**TEXT PASSAGE:**
* * * *
When Republican Florida Rep. Matt Gaetz, in a single tweet, equated the fight for reproductive freedom with “over-educated, under-loved millennials who sadly return from protests to a lonely microwave dinner with their cats, and no bumble matches” on Wednesday, I was far from insulted.
Instead, I laughed all the way upstairs to my husband, who’d been working in his home office. He’d been blissfully unaware of Gaetz’s latest round of nonsense and rolled his eyes (apparently he’s not as easily amused as I am). We openly wondered how it was possible for a sitting member of Congress to behave in ways so unbecoming of — so disrespectful to — such an important and public-facing position. After my husband went back to work, I reread Gaetz’s tweet, treated myself to some of the responses he received and laughed some more.
While Gaetz specifically called out millennials, it felt like an attempted attack on “over-educated” women of any generation.
There is so little about his perspective that makes actual sense. For instance, what does it mean to be “over-educated”? What’s wrong with microwaved meals and cats? And why is the dating app Bumble caught in the crossfire — unless, of course, it’s because it’s the first so-called feminist dating startup touted as empowering women by allowing them to make the first move, an antidote to the nightmares inspired by other matchmaking apps? What does Gaetz have against any of these things, other than that they give women more agency than he seems personally comfortable with?
Notwithstanding these unanswerable questions, many reactions to Gaetz’s statement are — perhaps rightfully and predictably — angry and pointing to the sexism and misogyny that has come to define today’s Republican Party.
* * * *
**THE DATA:**
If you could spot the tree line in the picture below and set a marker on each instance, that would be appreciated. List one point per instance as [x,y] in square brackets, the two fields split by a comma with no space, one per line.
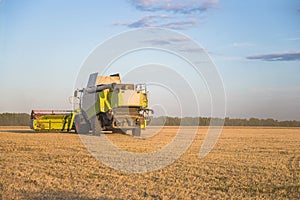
[23,119]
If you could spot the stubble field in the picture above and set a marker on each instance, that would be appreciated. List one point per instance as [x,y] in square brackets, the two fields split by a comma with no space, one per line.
[247,162]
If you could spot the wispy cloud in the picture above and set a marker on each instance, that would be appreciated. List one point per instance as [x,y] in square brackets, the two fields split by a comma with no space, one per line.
[147,21]
[293,39]
[158,21]
[242,44]
[175,6]
[192,49]
[290,56]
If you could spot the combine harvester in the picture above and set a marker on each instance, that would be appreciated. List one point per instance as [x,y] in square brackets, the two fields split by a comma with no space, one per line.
[104,105]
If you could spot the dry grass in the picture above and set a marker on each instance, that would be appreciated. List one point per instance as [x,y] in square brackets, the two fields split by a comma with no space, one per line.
[246,163]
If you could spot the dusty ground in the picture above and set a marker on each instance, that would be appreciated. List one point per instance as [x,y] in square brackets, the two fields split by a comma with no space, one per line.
[249,163]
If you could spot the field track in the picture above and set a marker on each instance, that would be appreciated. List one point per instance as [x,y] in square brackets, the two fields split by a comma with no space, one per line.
[247,162]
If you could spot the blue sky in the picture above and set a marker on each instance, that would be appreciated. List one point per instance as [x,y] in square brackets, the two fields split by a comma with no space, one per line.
[254,44]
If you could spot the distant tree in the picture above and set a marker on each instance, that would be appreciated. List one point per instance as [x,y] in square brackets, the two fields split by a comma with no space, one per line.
[14,119]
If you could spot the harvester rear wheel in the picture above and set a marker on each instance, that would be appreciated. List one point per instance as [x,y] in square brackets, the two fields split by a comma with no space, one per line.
[81,125]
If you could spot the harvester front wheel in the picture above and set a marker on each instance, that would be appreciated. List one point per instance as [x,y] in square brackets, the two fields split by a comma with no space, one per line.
[96,128]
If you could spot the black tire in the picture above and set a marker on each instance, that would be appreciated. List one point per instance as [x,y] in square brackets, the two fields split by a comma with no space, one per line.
[136,131]
[96,128]
[81,125]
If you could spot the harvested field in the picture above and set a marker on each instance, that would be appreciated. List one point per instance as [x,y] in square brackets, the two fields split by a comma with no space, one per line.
[247,162]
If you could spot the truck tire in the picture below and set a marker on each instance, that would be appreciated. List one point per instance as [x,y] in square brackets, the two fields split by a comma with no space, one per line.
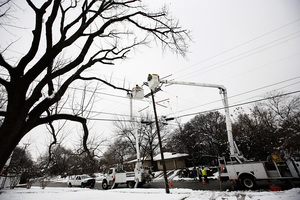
[104,185]
[130,184]
[248,182]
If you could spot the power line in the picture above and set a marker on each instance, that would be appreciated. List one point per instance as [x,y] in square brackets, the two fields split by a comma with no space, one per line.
[250,91]
[231,59]
[235,105]
[226,51]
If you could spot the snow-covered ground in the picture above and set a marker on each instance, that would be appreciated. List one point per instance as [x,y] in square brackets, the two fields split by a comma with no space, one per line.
[141,194]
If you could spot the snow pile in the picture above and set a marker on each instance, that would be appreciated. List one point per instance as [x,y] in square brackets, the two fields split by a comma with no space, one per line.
[141,194]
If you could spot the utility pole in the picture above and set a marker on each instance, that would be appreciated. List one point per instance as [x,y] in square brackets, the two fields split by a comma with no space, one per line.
[160,146]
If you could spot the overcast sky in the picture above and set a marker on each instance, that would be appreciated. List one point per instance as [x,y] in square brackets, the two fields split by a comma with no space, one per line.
[244,45]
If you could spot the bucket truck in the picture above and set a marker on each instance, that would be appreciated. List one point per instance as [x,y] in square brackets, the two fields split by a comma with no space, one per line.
[238,169]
* * * *
**WHAT NEEDS TO BE DONE:** Continue the essay on Matt Gaetz's tweet about "over-educated" millennials from where it stops. The listing has nothing to do with this.

**OUTPUT OF THE TASK:**
But I’d like to present another perspective: Rather than viscerally responding to his attempt at mocking women, does it not require less psychic energy — less work — to simply treat him like a toddler throwing a temper tantrum in a crowded supermarket? Sure, it’s annoying, but smart adults do not feed into such behavior. Nor do they take it personally. I see the latest Gaetz drama as no different.
What’s wrong with microwaved meals and cats? And why is the dating app Bumble caught in the crossfire?
While Gaetz specifically called out millennials, it felt like an attempted attack on “over-educated” women of any generation. It’s clear that the congressman represents men who are absolutely terrified of educated women, perhaps because there’s strength and power in numbers. Statistically, there are more college-educated women than men in the United States. According to the Pew Research Center, women comprised 50.2 percent of the college-educated labor force as of 2019, a figure that was up from 45.1 percent in 2000.
Statista, a provider of market and consumer data, found that 38.3 percent of all women had completed four or more years of college in 2020. Was Gaetz really thinking straight when he saw fit to try to insult nearly 40 percent of women in the U.S.?
In his own state of Florida, about 26.7 percent of women had a bachelor’s degree or higher as of 2015, according to the Institute for Women’s Policy Research. That represented an increase of about 7 percentage points since 2000. It doesn’t seem like a wise political strategy to insult and dismiss such a large base. But psychology has taught us that fear can inspire some pretty irrational behavior.
Many women, like myself, have carefully crafted a life replete with advanced degrees and educational pursuits that would put us in a position to call our own shots. Perhaps that makes us “over-educated.” Despite my abundant credentials, my spouse adores me, and I enjoy the occasional microwaved meal with my recently adopted rescue cat. This is why I’m able to laugh at the Florida congressman and even pity him. After all, that’s what education affords women: the ability to see such misogynistic and outdated perspectives as the foolish and fear-based drivel that they are.
To be sure, I understand the anger with Gaetz’s viral tweet. His perspective is misogynistic, and his view of women (and cats) is nothing short of vile and putrid. That the nation’s women continue to do battle with privileged white men while some of these same men are embroiled in their own ongoing legal troubles is a farce. These are understatements.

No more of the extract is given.